* [Short task]
Copy each of the rows below verbatim, omitting the images from your output.

Saved data entries
◆ ◆ ◆ ◆ ◆

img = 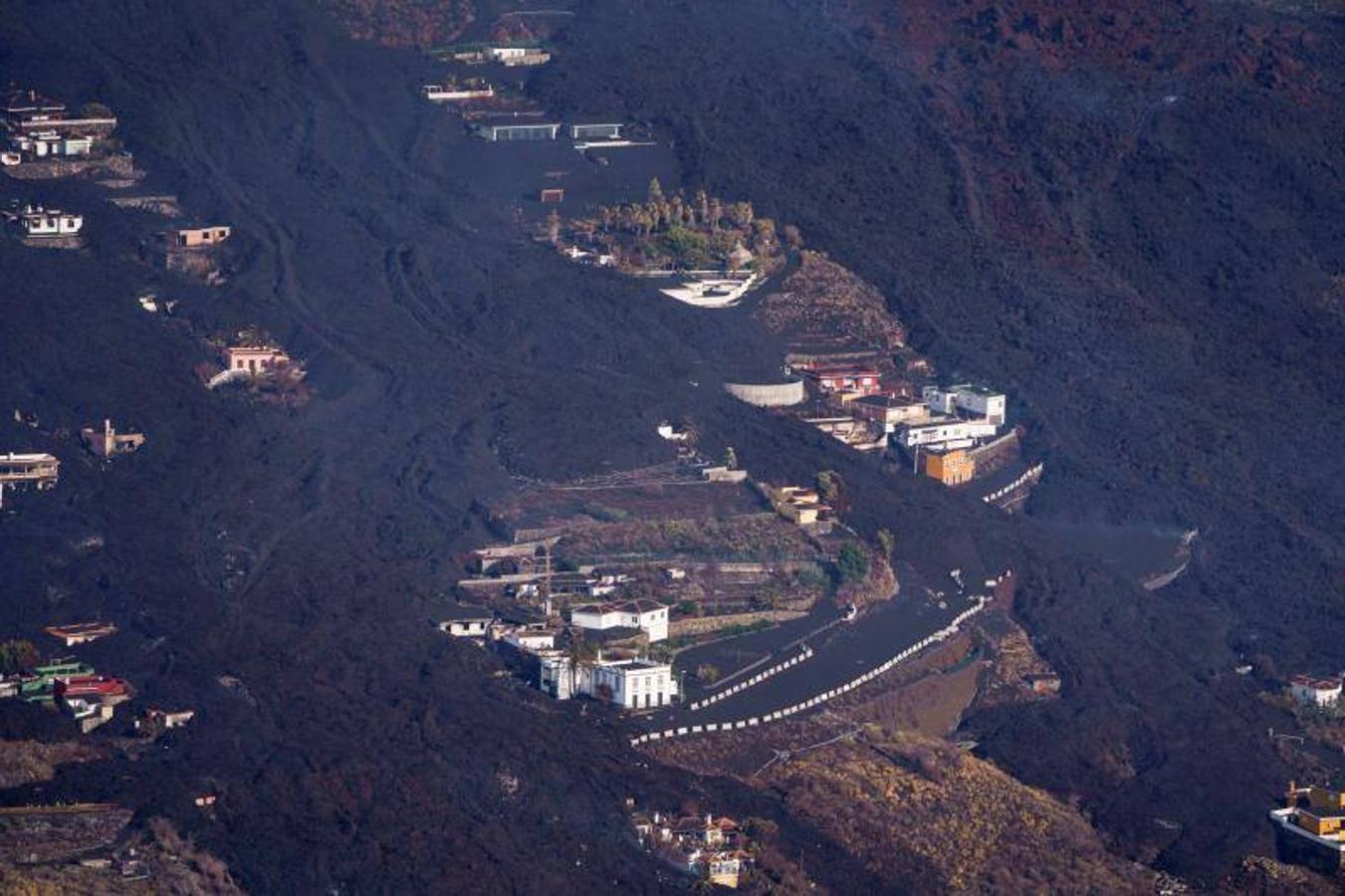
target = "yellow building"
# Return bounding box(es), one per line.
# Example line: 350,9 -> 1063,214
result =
1307,787 -> 1345,812
1298,808 -> 1342,837
920,448 -> 977,486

◆ ◆ ◆ ◆ ◆

* [Written answer]
img = 
target = "yellow building"
# Return bounding box(es), one per line.
# Example line: 350,9 -> 1063,214
result =
1307,787 -> 1345,812
1298,808 -> 1342,837
920,448 -> 977,486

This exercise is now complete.